Document source:
....

Le chat de vingt ans et vingt jours

vendredi 30 septembre 2016


"Non maman, je veux le gris..."

Léo.
Son regard de chaton minuscule a croisé celui de la petite fille que j'étais à l'automne 1996, tandis que je tenais son frère dans les bras. Coup de foudre. Quelques jours plus tard, il intégrait notre famille pour ne plus jamais la quitter... plus jamais. 

Léo est de ces chats qui honorent fièrement la croyance selon laquelle les félins auraient plusieurs vies (neuf, pour être exacte). Je ne saurais vous dire combien d'entre-elles il a utilisé, mais j'aime à penser qu'il ne lui en restait plus aucune en réserve et que le temps du soulagement était grandement bienvenue pour lui. Parmi quelques uns de ses exploits : 
- glisser du quatrième étage à cause d'un cendrier en verre sur un rebord de fenêtre (le vétérinaire ne donnait pas cher de sa peau, mais cet évènement date d'il y a déjà plus de 10 ans !)
- se perdre pendant près d'un mois dans un golf du Bassin d'Arcachon après notre emménagement depuis Paris... mais revenir fringant un beau matin
- se faire rouler dessus par une voiture et se retrouver la mâchoire fendue en deux (le vétérinaire a réussi à la lui fixer avec un "clou" qu'il dû garder quelques temps également)

....

Objectifs:
**a)** Relevez les exploits de Léo énumérés dans la liste à tirets du texte sur le chat.
**b)** Recopiez le passage du texte sur le chat situé entre « Son regard de » et « quitter... plus jamais. », ces deux extraits inclus.

[Enregistrements tirés d'un jeu de données]

....

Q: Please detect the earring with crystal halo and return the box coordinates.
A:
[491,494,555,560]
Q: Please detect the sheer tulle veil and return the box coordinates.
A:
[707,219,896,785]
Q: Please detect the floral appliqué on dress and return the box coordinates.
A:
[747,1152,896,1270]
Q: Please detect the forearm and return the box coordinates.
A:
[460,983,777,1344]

....

Réponses par consigne:
**a)**
- Glisser du quatrième étage à cause d'un cendrier en verre posé sur un rebord de fenêtre
- Se perdre pendant près d'un mois dans un golf du Bassin d'Arcachon après l'emménagement depuis Paris, puis revenir fringant un beau matin
- Se faire rouler dessus par une voiture et se retrouver la mâchoire fendue en deux

**b)**
Son regard de chaton minuscule a croisé celui de la petite fille que j'étais à l'automne 1996, tandis que je tenais son frère dans les bras. Coup de foudre. Quelques jours plus tard, il intégrait notre famille pour ne plus jamais la quitter... plus jamais.